Rows in a dataset:
****************

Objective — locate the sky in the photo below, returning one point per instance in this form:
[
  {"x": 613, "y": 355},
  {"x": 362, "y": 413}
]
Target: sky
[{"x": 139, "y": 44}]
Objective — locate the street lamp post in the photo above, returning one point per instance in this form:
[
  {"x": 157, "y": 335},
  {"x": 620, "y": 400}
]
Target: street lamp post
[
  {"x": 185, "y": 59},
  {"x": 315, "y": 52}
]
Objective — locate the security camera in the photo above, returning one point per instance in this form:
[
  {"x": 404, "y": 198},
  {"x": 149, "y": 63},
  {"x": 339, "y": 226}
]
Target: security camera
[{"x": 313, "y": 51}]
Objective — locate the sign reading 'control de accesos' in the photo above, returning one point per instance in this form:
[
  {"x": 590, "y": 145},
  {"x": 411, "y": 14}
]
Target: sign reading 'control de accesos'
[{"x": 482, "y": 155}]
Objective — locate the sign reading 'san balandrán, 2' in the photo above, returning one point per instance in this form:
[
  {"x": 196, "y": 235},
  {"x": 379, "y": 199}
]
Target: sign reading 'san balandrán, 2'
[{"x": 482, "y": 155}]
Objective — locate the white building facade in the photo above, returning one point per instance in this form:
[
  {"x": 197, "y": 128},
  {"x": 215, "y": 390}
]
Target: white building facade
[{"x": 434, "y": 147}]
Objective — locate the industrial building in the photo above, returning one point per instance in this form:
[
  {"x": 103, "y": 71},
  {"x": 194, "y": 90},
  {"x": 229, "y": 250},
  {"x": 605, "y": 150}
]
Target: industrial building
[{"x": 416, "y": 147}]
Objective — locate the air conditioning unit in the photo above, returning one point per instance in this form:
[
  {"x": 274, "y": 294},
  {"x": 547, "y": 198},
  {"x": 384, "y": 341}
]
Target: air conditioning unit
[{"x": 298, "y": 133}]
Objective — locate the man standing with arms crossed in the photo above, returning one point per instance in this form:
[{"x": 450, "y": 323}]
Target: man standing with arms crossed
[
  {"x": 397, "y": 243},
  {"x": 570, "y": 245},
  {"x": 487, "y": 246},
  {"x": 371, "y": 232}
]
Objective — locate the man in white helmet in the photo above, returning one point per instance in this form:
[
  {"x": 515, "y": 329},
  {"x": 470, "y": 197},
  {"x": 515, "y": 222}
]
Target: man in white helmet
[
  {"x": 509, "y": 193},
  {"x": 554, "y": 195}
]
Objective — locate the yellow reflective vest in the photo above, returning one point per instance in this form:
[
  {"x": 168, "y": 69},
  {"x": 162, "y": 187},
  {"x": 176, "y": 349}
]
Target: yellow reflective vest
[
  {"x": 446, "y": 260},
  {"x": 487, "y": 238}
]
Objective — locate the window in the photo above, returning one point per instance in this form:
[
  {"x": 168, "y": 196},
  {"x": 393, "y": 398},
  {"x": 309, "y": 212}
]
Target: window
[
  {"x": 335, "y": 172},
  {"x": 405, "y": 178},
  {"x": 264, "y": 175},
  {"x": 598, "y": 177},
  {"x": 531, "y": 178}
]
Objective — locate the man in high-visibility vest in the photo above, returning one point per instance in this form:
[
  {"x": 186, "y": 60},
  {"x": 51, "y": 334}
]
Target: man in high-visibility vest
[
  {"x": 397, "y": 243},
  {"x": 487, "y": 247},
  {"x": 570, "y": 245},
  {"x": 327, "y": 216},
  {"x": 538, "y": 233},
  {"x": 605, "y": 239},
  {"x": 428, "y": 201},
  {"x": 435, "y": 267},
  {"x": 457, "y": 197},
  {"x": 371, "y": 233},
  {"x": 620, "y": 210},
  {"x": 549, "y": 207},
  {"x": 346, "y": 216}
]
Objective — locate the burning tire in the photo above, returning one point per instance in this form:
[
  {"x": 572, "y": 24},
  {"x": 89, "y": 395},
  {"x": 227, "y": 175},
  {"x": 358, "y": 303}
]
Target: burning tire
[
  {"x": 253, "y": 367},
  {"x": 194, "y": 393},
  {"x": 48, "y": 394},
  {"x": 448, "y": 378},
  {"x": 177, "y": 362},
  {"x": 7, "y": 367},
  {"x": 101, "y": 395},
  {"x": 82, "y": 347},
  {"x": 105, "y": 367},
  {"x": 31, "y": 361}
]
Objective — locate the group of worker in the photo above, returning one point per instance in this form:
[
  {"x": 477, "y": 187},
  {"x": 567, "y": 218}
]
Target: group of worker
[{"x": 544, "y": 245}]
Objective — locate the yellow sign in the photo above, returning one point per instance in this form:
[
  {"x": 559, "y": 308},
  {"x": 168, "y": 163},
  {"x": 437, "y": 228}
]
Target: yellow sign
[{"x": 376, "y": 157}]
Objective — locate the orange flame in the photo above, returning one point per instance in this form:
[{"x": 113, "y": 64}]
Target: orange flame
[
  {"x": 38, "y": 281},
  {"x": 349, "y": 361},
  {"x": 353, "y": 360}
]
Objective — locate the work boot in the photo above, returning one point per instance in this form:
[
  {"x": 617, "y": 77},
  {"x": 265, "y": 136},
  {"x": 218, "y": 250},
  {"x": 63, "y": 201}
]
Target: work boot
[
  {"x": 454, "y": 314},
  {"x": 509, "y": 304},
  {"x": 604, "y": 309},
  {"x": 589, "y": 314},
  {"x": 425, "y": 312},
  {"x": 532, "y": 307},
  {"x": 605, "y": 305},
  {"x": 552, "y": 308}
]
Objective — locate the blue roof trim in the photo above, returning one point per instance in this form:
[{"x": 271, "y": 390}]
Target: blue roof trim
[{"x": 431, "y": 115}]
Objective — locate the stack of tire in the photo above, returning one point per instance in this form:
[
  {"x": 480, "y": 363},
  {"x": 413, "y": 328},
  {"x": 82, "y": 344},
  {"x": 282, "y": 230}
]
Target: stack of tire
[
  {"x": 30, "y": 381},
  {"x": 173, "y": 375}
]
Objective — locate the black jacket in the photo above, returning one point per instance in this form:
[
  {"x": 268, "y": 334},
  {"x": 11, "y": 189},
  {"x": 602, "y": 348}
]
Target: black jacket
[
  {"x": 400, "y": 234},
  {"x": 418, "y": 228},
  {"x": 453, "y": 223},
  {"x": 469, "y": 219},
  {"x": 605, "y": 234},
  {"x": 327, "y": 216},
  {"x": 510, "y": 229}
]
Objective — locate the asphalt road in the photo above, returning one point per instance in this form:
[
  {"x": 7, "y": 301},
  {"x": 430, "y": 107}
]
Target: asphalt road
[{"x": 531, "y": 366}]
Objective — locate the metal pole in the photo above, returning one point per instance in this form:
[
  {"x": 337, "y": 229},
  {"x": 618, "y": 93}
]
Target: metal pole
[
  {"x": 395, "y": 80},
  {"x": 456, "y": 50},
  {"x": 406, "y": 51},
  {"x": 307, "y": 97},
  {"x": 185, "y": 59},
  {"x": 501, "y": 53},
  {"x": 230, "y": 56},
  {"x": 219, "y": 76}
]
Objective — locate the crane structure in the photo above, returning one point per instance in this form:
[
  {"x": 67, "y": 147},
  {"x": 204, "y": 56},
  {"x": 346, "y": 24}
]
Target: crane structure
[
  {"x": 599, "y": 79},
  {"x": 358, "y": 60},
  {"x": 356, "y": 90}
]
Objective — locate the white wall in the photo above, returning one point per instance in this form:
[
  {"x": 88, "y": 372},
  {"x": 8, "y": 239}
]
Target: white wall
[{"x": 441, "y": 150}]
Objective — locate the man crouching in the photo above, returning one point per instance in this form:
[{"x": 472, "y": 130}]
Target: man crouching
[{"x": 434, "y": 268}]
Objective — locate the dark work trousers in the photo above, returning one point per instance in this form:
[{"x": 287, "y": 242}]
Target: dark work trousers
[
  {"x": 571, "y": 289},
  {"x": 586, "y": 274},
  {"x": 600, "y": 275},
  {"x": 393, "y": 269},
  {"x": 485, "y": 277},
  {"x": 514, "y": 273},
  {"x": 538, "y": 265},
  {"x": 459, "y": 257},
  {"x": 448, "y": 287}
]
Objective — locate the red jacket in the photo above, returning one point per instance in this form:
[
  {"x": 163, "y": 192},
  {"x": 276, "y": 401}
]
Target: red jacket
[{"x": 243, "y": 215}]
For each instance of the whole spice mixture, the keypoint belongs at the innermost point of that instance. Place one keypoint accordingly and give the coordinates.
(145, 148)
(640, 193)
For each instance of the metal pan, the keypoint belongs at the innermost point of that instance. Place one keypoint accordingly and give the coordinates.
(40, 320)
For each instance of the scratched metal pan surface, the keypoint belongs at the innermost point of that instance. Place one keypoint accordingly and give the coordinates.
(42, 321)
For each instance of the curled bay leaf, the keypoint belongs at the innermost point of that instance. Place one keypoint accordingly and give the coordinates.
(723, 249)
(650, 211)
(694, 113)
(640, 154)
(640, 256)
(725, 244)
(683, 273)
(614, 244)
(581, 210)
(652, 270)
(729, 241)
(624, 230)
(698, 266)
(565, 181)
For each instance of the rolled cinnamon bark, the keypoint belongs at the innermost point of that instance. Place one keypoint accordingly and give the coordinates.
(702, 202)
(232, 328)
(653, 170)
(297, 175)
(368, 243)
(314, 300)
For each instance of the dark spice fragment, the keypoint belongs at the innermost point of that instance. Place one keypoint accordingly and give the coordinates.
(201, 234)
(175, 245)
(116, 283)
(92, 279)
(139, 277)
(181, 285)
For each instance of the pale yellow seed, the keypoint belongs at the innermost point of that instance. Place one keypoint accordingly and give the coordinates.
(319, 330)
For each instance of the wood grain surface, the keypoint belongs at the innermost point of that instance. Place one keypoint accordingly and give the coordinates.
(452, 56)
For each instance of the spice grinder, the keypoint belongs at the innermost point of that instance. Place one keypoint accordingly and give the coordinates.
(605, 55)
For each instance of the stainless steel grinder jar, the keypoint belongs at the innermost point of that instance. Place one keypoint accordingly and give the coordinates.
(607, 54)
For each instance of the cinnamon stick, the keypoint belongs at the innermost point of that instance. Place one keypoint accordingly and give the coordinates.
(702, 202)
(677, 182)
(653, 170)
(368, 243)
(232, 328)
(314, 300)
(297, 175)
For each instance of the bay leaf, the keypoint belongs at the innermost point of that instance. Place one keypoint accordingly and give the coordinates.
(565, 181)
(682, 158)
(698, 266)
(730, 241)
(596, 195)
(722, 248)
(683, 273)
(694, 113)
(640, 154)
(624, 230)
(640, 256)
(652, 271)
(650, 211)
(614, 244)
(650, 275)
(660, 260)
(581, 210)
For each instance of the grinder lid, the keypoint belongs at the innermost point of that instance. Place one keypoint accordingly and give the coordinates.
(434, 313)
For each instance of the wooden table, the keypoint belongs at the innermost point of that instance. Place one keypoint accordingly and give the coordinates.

****************

**WHAT NEEDS TO BE DONE**
Copy out the stretch from the line containing "For each instance of the pale" through the last of the rows above, requests included. Scale every coordinate in the answers by 1.4 and round each to a whole number, with halves going up.

**COMPLETE OUTPUT**
For each instance of the pale yellow seed, the keypoint belongs at the innermost point of that instance. Place one keypoint accordingly and give the coordinates.
(447, 462)
For each instance of the wood grain surface, the keypoint belongs at the innermost point of that instance. Place one keypoint accordingly and give the coordinates.
(633, 78)
For each instance of the spice grinder, the keypoint belongs at the innermost point of that instance. Place one keypoint accordingly and give the coordinates.
(847, 77)
For each instance of the stainless steel grinder jar, the keypoint belongs at the innermost point of that instance. Place one keypoint accordingly and give the coordinates.
(850, 76)
For each instance of the cinnamon stick, the keypoint belongs at the innermost point of that instance. Place one keypoint accordingly and give the coordinates.
(983, 283)
(948, 255)
(914, 238)
(515, 340)
(325, 459)
(440, 420)
(416, 245)
For each instance of the bay leaf, the keypoint belongs at the innermost point of that instance. Place one keypoint accordingly and give the coordinates.
(791, 253)
(955, 221)
(977, 372)
(1022, 337)
(834, 273)
(1011, 347)
(956, 382)
(972, 158)
(896, 216)
(874, 322)
(896, 358)
(913, 379)
(910, 295)
(860, 342)
(910, 385)
(924, 364)
(813, 294)
For each instance of the grinder lid, the keypoint belongs at the innermost point of that instance. Place one keypoint accordingly and give the coordinates.
(608, 438)
For each instance of the wooden table, the keypoint belongs at the innermost point of that instance. Place one keypoint accordingly and give the coordinates.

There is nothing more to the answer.